## Challenge
Lay out as a numbered list the lines of the data below, starting at the first line and ending at the line containing "131;157;135;165", with both ends included. Skip blank lines and leave out the pictures.

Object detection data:
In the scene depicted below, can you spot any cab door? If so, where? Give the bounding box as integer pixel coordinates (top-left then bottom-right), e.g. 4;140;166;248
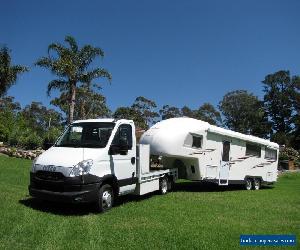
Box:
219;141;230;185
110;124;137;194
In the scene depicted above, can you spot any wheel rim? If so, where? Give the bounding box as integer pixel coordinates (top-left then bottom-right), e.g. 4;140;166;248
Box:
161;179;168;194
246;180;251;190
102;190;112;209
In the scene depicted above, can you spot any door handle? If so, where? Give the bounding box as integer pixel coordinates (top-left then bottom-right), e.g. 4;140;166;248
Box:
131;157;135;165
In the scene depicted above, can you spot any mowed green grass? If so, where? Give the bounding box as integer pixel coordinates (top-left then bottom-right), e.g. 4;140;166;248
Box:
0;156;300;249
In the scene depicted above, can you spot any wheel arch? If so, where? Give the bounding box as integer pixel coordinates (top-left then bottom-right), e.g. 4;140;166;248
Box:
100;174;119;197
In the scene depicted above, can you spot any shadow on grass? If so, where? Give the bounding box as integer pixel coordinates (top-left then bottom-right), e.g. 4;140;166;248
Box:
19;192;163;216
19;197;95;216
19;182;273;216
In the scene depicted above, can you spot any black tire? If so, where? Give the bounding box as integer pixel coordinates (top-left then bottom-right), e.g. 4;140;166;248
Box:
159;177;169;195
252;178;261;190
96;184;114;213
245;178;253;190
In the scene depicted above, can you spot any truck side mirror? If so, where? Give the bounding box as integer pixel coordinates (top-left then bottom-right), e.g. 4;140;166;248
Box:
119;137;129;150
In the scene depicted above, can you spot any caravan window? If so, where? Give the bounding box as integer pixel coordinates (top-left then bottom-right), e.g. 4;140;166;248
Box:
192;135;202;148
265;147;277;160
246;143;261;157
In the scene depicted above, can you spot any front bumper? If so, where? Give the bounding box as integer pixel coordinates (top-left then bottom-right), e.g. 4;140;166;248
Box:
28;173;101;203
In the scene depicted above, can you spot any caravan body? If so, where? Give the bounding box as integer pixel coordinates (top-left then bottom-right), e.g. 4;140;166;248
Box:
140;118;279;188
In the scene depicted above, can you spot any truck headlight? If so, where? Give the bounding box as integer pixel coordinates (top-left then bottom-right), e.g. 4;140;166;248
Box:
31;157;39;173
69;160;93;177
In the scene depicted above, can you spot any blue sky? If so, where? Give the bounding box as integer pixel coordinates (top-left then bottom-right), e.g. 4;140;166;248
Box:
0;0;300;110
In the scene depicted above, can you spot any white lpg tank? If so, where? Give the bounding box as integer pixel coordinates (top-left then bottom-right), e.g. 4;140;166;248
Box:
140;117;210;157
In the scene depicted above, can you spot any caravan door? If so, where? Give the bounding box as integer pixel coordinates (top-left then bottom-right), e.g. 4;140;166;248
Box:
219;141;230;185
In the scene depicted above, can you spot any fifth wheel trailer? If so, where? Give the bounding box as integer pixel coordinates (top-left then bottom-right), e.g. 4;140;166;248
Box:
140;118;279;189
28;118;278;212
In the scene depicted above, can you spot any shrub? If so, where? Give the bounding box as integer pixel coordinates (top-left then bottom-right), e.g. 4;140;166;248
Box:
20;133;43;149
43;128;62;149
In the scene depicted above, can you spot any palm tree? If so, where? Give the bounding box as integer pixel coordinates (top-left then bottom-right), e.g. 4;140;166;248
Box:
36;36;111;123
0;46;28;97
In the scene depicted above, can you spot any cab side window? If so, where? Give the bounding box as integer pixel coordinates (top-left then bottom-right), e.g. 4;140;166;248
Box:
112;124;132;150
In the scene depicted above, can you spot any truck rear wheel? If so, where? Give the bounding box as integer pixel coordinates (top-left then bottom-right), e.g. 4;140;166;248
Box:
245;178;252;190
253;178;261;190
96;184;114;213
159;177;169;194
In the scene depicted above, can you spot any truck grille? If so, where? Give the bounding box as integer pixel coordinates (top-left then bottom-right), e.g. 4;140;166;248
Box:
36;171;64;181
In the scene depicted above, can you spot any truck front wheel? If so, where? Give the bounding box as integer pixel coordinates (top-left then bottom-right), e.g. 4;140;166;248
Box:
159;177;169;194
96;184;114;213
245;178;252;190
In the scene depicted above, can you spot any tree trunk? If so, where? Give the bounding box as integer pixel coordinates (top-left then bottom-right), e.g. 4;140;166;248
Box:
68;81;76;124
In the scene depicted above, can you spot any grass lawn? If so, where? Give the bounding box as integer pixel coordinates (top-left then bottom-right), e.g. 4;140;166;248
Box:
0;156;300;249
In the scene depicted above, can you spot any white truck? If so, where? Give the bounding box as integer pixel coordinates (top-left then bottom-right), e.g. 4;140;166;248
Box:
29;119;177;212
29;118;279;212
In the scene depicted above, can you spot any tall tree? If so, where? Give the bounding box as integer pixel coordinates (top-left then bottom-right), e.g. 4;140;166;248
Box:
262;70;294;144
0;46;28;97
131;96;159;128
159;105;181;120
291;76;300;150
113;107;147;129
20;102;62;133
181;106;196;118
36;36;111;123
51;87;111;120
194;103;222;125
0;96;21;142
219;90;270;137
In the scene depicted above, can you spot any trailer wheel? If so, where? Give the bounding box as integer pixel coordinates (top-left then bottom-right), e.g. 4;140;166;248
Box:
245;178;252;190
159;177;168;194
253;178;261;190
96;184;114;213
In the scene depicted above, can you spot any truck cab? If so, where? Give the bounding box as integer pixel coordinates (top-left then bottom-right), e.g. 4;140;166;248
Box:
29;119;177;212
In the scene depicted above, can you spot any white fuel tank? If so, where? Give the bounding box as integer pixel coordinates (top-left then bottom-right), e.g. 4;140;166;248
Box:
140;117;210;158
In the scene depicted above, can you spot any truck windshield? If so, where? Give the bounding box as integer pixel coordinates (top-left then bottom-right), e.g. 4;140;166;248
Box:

## Exercise response
1. In the scene depicted below, can you spot any cab door? If so, where? Give the bounding box as integer pixel coordinates (top-left then bottom-right), e.g. 4;140;166;248
2. Box:
3. 219;141;230;185
4. 110;124;137;194
5. In the scene depicted above, can you spot any wheel rim? If so, where? Give the bounding box as integer pixel coordinates (top-left then bottom-right), e.g. 4;140;166;248
6. Box:
7. 161;179;168;194
8. 246;180;251;190
9. 102;190;112;209
10. In the scene depicted above, can you spot any door handle? If so, where? Give the bounding box as integer pixel coordinates (top-left then bottom-right), e.g. 4;140;166;248
11. Box:
12. 131;157;135;165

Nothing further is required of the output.